### WHAT IS ASKED
Your task is to reproduce the entries below word for word.

Records:

START

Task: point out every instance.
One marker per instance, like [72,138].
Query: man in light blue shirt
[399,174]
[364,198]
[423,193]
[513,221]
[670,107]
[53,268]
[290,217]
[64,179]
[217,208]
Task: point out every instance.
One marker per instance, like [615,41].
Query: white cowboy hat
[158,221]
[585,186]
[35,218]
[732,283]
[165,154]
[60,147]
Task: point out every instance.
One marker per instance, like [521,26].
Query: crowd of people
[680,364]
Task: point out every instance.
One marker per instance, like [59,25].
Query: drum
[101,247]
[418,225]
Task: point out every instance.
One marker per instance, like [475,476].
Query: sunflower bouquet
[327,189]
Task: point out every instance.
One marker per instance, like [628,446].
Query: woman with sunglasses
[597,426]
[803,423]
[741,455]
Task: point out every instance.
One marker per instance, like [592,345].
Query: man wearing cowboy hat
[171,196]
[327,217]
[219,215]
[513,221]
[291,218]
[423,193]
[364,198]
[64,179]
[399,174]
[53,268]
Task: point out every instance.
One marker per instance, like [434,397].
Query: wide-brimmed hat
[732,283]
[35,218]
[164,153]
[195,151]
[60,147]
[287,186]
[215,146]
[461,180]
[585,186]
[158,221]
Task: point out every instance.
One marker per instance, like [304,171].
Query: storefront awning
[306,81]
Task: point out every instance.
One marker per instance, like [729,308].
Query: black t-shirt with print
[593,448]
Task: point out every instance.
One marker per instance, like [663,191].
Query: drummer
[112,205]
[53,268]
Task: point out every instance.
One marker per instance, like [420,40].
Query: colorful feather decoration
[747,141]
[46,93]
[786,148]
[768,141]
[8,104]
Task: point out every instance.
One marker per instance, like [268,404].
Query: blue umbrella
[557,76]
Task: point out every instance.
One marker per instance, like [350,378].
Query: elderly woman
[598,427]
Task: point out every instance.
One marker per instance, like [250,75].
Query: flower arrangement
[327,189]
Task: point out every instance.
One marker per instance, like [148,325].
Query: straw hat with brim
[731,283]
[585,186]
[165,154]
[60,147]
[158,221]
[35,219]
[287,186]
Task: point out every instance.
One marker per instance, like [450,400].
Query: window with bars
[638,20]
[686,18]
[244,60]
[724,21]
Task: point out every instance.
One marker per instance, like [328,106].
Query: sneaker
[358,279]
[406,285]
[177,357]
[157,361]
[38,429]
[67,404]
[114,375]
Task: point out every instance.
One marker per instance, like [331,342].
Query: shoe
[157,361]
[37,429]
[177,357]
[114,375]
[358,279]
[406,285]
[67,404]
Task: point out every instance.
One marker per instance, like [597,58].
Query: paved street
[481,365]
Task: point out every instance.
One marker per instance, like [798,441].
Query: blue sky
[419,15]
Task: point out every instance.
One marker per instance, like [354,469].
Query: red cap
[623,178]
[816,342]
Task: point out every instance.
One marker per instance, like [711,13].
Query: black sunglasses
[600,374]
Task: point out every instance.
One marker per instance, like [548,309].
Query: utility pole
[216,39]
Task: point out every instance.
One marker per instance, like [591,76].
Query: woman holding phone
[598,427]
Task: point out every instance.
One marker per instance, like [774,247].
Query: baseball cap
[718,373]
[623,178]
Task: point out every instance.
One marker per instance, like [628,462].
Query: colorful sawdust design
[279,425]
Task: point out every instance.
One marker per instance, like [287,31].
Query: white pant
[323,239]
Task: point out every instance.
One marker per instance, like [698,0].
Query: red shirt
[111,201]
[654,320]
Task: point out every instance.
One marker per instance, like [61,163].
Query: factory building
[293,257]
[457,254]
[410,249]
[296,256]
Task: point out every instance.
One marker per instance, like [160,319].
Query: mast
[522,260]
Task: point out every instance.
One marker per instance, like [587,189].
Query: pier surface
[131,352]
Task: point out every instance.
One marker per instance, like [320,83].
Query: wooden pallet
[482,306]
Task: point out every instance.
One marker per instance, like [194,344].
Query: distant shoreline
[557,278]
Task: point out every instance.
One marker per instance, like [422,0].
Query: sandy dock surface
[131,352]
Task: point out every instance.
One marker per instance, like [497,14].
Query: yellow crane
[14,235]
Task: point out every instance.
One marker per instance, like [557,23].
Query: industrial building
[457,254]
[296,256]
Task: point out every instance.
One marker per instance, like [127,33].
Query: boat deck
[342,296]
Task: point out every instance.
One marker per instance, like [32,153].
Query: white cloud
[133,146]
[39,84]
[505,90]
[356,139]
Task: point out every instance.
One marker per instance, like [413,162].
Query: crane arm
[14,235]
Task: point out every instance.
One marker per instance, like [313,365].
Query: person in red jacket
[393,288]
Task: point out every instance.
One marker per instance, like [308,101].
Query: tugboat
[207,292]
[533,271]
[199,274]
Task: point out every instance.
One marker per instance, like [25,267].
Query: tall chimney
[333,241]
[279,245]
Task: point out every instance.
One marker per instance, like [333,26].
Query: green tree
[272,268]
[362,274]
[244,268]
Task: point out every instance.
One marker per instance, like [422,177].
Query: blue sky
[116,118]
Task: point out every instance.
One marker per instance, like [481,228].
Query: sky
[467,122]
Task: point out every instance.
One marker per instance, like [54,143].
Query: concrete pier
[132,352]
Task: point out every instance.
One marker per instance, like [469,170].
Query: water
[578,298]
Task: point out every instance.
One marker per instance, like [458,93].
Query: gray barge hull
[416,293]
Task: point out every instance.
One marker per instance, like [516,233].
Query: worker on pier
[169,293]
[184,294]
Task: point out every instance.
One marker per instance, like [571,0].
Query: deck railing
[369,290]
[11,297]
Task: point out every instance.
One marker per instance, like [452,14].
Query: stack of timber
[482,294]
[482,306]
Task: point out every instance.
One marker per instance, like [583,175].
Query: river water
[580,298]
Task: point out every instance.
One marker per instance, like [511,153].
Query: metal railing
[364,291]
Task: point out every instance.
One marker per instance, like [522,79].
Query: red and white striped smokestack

END

### WRITTEN ANSWER
Task: point out every instance.
One marker per instance, like [72,138].
Query: man in light blue shirt
[399,174]
[364,198]
[423,193]
[513,221]
[670,107]
[53,268]
[290,217]
[64,179]
[217,208]
Task: point out every instance.
One marker per instance, like [615,41].
Query: white cowboy hat
[158,221]
[585,186]
[35,218]
[732,283]
[165,154]
[60,147]
Task: point out every instance.
One marker per instance, like [521,26].
Query: crowd of people
[680,364]
Task: point out every instance.
One marker per instance, like [59,25].
Query: drum
[101,247]
[418,225]
Task: point out every instance.
One marker per instance, like [475,476].
Query: sunflower bouquet
[327,189]
Task: point out every instance.
One marker per instance, like [628,446].
Query: woman with sunglasses
[597,426]
[803,423]
[741,455]
Task: point out every instance.
One marker per instance, like [592,345].
Query: man wearing cowboy hat
[171,196]
[327,217]
[219,215]
[513,221]
[291,218]
[423,193]
[364,198]
[64,179]
[399,174]
[53,268]
Task: point out every instance.
One marker per instance, like [434,397].
Query: wide-brimmed hat
[732,283]
[35,218]
[164,153]
[195,151]
[60,147]
[287,186]
[215,146]
[461,180]
[585,186]
[158,221]
Task: point out every instance.
One marker per instance, like [304,171].
Query: storefront awning
[306,81]
Task: point out every instance.
One marker per instance, like [729,308].
Query: black t-shirt with print
[593,448]
Task: point out every instance.
One marker per instance, like [663,191].
Query: drummer
[112,205]
[53,268]
Task: point out every instance.
One marker per instance, like [420,40].
Query: colorful feather decoration
[747,141]
[46,93]
[786,148]
[768,141]
[8,104]
Task: point out every instance.
One marker per instance, like [268,404].
Query: blue umbrella
[557,76]
Task: point out every instance.
One marker per instance, like [350,378].
Query: elderly woman
[598,427]
Task: point out every instance.
One marker per instance, like [250,75].
Query: flower arrangement
[327,189]
Task: point out every instance.
One marker per instance, like [148,325].
Query: straw hat with brim
[731,283]
[585,186]
[165,154]
[60,147]
[158,221]
[35,219]
[287,186]
Task: point out every instance.
One marker per instance, like [450,400].
Query: window with bars
[638,20]
[686,18]
[244,60]
[724,21]
Task: point out every instance.
One marker per instance, like [328,106].
Query: sneaker
[358,279]
[406,285]
[177,357]
[157,361]
[38,429]
[67,404]
[114,375]
Task: point out every instance.
One marker per instance, like [331,342].
Query: shoe
[157,361]
[37,429]
[177,357]
[114,375]
[358,279]
[406,285]
[67,404]
Task: point out every instance.
One marker per instance, like [597,58].
Query: paved street
[481,365]
Task: point out every instance.
One marker per instance, like [798,441].
Query: blue sky
[419,15]
Task: point out every instance.
One marker per instance, like [354,469].
Query: red cap
[623,178]
[816,342]
Task: point out every instance.
One marker per instance, like [711,13].
Query: black sunglasses
[600,374]
Task: point out every instance.
One marker per instance, like [548,309].
Query: utility pole
[216,39]
Task: point out every instance.
One marker per instance, like [591,76].
Query: woman holding phone
[598,427]
Task: point out every instance.
One marker per instance, like [774,247].
Query: baseball cap
[718,373]
[623,178]
Task: point out every instance.
One marker per instance, like [628,462].
Query: colorful sawdust design
[279,425]
Task: point out every instance.
One marker per instance, like [287,31].
Query: white pant
[323,239]
Task: point out every instance.
One marker per instance, like [698,0].
Query: red shirt
[111,201]
[654,320]
Task: point out every instance.
One marker per instance, like [61,163].
Query: factory building
[293,257]
[457,254]
[410,249]
[296,256]
Task: point out every instance.
One marker per instance, like [160,319].
Query: mast
[522,260]
Task: point out every instance.
One marker per instance, like [587,189].
Query: pier surface
[131,352]
Task: point out every instance.
One marker per instance, like [320,83].
Query: wooden pallet
[482,306]
Task: point out every instance.
One marker per instance, like [194,344].
Query: distant shoreline
[557,278]
Task: point out every instance.
One marker per instance, like [422,0].
Query: sandy dock surface
[131,352]
Task: point out every instance.
One marker per instance, like [497,14].
Query: yellow crane
[14,235]
Task: point out every instance.
One marker per instance, like [557,23].
Query: industrial building
[457,254]
[296,256]
Task: point out every instance.
One marker per instance, like [127,33].
Query: boat deck
[342,296]
Task: point out every instance.
One marker per instance, like [32,153].
Query: white cloud
[133,146]
[39,84]
[505,90]
[356,139]
Task: point out every instance.
One marker per instance, like [413,162].
Query: crane arm
[14,235]
Task: point out every instance.
One marker per instance, like [313,365].
Query: person in red jacket
[393,288]
Task: point out every instance.
One marker per instance, like [308,101].
Query: tugboat
[207,292]
[533,271]
[199,274]
Task: point out every instance.
One marker per instance, like [25,267].
Query: tall chimney
[333,241]
[279,245]
Task: point out every instance.
One marker per instance, like [333,26].
Query: green tree
[272,268]
[362,274]
[244,268]
Task: point out every instance.
One marker per instance, like [422,177].
Query: blue sky
[116,118]
Task: point out every instance.
One marker per instance, like [481,228].
Query: sky
[467,122]
Task: point out every instance.
One marker per instance, like [54,143].
Query: concrete pier
[132,352]
Task: point out every instance.
One marker per instance, like [469,170].
Query: water
[578,298]
Task: point out every instance.
One marker per instance, like [458,93].
Query: gray barge hull
[416,293]
Task: point out every instance.
One marker per instance, like [516,233].
Query: worker on pier
[169,293]
[184,294]
Task: point out every instance.
One marker per instance, like [571,0].
Query: deck railing
[369,290]
[11,297]
Task: point out every instance.
One marker per instance, like [452,14].
Query: stack of timber
[482,294]
[482,306]
Task: point out every instance.
One marker per instance, like [583,175].
Query: river water
[580,298]
Task: point out every instance.
One marker per instance, like [511,153].
Query: metal railing
[364,291]
Task: point out every instance.
One marker per instance, like [522,79].
Query: red and white striped smokestack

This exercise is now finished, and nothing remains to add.